Requirement:
Please copy out each line of the listing that contains the word "task".
....
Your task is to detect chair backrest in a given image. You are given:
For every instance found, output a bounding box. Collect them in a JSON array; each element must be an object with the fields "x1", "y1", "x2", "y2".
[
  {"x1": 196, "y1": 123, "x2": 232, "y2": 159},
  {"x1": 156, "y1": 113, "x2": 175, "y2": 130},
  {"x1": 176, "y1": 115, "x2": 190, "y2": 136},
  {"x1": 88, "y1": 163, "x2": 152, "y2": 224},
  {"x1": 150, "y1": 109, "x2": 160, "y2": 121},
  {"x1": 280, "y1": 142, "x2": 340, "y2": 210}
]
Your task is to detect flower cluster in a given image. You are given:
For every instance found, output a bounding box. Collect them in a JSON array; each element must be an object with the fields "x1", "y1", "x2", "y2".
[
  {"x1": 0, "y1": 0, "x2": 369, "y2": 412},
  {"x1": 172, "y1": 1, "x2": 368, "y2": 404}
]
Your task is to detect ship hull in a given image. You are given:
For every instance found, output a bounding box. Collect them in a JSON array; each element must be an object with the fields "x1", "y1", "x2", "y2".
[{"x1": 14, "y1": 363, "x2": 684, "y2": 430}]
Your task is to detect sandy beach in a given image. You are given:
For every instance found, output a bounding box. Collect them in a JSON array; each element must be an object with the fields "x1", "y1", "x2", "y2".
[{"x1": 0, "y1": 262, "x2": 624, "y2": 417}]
....
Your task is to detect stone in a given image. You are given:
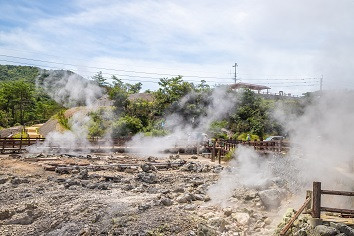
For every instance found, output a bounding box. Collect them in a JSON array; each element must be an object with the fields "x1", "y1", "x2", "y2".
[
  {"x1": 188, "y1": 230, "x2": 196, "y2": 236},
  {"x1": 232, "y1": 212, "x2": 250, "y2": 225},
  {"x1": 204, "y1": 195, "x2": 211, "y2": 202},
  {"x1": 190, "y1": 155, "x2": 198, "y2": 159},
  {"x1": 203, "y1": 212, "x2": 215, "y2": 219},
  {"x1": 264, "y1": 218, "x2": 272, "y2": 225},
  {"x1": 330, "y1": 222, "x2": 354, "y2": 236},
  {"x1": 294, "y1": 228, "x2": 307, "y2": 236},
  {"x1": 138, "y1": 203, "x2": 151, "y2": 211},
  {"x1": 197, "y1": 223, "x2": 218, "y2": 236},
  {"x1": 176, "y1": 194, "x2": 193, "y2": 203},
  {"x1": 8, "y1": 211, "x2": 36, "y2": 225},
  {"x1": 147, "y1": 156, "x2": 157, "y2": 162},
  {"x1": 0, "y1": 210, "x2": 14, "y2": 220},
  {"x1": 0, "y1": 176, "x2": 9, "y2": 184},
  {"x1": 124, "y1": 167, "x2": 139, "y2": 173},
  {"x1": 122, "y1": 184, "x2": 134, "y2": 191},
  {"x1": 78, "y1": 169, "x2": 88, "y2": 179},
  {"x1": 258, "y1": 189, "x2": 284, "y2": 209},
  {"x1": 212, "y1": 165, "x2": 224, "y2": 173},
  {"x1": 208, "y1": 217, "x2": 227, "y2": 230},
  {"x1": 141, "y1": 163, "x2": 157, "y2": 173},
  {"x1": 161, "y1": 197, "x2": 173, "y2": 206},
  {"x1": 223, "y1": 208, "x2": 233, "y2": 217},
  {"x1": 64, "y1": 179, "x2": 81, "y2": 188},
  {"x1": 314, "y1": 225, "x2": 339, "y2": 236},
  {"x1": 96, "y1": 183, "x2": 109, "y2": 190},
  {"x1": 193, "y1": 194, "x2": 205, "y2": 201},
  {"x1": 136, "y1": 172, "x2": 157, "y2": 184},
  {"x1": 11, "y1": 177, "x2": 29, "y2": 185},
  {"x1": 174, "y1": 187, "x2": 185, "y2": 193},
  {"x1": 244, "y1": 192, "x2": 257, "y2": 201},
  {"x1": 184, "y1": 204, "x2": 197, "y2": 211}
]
....
Solution:
Your task is to detect chair backrest in a given image. You are given:
Your task is to detect flower cluster in a given image. You are given:
Your task is to detect ship hull in a given image. You are given:
Your task is to detect sandy beach in a given image. You are given:
Your task is to detect stone in a given image. You are given:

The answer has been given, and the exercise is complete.